#### EXPLORE THE MATERIAL:
(a) Answer from the passage on the eviction moratorium:
(i) Since when has the CDC's national eviction moratorium been in effect?
(ii) What did the Supreme Court rule in June about the policy?
(iii) What share of people in the U.S. are still not fully vaccinated?
(b) Carry the passage on the eviction moratorium forward from its final sentence.

---------- PASSAGE PROVIDED ----------

President Joe Biden is calling on Congress to extend the national eviction ban set to expire in two days.
“This moratorium prevented hundreds of thousands of Americans from experiencing the heartbreak, homelessness and health risks that too often emanate from evictions — particularly during a pandemic,” White House press secretary Jen Psaki said in a statement on Thursday.
The Centers for Disease Control and Prevention’s national eviction moratorium has been in effect since September. It has been extended multiple times, but in June the Supreme Court ruled that the policy could only be renewed through legislation.
“Given the recent spread of the delta variant, including among those Americans both most likely to face evictions and lacking vaccinations, President Biden would have strongly supported a decision by the CDC to further extend this eviction moratorium,” Psaki said. “Unfortunately, the Supreme Court has made clear that this option is no longer available.”
Research has shown that evictions lead to increased Covid cases and deaths. More than half of people in the U.S. are still not fully vaccinated against the virus.

---------- EXTRACTED ENTRIES ----------

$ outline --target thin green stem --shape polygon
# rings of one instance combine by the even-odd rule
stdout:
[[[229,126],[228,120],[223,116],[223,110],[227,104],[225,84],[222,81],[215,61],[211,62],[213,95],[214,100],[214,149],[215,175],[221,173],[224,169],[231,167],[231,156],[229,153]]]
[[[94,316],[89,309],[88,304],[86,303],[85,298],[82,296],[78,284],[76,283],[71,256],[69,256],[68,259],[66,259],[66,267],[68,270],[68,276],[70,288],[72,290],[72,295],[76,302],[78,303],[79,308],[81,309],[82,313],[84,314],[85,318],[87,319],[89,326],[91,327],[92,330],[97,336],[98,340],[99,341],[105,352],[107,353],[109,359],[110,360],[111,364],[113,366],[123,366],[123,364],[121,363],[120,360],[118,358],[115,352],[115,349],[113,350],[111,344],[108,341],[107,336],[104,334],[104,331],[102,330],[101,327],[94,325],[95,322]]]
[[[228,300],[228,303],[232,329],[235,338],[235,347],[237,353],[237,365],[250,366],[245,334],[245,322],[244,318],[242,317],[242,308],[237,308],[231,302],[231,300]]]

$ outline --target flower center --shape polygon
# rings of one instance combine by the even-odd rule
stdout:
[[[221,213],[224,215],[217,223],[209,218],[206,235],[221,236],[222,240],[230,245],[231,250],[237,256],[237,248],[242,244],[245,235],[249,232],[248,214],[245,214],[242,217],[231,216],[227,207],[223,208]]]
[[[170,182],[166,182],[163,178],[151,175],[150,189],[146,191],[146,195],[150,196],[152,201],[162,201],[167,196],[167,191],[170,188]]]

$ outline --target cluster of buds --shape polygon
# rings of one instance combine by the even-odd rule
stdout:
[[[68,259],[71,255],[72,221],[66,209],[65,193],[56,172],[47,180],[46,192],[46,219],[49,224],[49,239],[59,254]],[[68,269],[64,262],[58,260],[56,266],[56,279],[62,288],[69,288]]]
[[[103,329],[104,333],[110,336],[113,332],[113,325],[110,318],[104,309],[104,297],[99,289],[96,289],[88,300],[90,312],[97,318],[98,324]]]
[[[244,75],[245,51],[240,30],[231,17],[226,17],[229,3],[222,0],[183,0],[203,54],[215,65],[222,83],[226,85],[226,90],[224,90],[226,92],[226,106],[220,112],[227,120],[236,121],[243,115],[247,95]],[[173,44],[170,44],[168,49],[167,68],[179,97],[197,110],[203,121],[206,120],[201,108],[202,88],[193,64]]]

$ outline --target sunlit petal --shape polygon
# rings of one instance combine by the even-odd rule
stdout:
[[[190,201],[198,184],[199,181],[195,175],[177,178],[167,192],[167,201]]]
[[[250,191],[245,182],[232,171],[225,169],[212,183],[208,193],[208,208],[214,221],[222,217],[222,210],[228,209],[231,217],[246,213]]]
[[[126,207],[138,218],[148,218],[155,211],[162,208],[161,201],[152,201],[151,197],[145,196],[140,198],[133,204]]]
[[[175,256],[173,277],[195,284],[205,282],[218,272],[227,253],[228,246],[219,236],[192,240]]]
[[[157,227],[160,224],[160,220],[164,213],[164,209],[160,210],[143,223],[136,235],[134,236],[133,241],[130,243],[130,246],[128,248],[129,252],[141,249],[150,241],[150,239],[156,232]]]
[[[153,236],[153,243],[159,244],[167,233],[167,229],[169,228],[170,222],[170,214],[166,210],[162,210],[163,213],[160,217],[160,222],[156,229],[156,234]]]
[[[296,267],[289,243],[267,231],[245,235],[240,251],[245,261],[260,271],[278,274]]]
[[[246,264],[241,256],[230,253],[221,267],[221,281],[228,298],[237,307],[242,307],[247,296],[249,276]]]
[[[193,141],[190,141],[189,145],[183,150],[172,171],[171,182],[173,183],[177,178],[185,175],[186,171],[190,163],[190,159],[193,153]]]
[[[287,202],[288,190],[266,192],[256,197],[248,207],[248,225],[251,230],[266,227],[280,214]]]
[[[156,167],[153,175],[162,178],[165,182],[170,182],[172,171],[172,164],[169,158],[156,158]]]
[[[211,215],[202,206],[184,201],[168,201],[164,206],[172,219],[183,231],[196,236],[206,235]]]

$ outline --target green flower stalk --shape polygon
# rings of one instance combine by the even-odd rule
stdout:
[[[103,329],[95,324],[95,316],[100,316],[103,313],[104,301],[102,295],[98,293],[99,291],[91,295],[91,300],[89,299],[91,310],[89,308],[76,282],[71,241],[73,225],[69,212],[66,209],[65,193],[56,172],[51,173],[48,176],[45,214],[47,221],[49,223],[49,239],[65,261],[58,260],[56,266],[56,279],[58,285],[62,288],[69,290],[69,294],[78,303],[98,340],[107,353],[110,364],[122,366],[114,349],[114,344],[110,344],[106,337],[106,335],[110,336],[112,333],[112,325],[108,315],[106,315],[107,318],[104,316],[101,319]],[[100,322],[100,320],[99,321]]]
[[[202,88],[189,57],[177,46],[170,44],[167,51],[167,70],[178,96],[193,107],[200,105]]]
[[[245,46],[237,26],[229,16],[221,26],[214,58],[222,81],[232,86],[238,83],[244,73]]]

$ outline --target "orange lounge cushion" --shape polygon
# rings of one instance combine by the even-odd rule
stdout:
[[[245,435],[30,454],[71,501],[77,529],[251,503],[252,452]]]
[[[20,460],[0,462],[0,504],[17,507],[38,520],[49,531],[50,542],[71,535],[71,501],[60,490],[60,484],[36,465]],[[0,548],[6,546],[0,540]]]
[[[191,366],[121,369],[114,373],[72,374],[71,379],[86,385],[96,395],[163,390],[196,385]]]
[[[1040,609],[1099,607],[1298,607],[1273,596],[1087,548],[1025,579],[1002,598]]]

----------

#### ANSWERS BY TASK:
(a)
(i) Since September.
(ii) The policy could only be renewed through legislation.
(iii) More than half.

(b)
The share of adult renters who remain behind on their housing payments — around 16%, or 11 million people — has been slow to drop. That’s in large part because of how slow states and cities have been to distribute the $45 billion in federal rental assistance allocated by Congress.
Those funds were authorized in the last two major stimulus packages, passed in December and March, and yet just $3 billion has reached households, according to recent data by the U.S. Treasury.
On Thursday, Psaki said Biden also “urges states and localities, which long ago received Emergency Rental Assistance … to urgently accelerate their efforts to disburse these funds given the imminent ending of the CDC eviction moratorium.”
The eviction moratorium has faced numerous legal challenges, and landlords have criticized the policy, saying they can’t afford to house people for free or shoulder the country’s massive rental arrears.
But housing advocates say that keeping the ban in place until more rental assistance has reached people would help both tenants and property owners. People can receive up to 18 months of assistance, including a mix of payments for back and future rent.
“If you bail out the renter, that means you bailed out the landlord,” said Mark Melton, a lawyer who has been representing tenants facing eviction pro bono in Dallas.
Beyond the risks of worsening the pandemic, evictions also make it harder for people to secure new housing and hold down jobs, said Emily Benfer, visiting professor of law and public health at Wake Forest University.
“Eviction prevention must be our national priority,” Benfer told CNBC earlier this week. “Without it, we’ll see multi-generational impacts that our country will be hard-pressed to ever recover from.”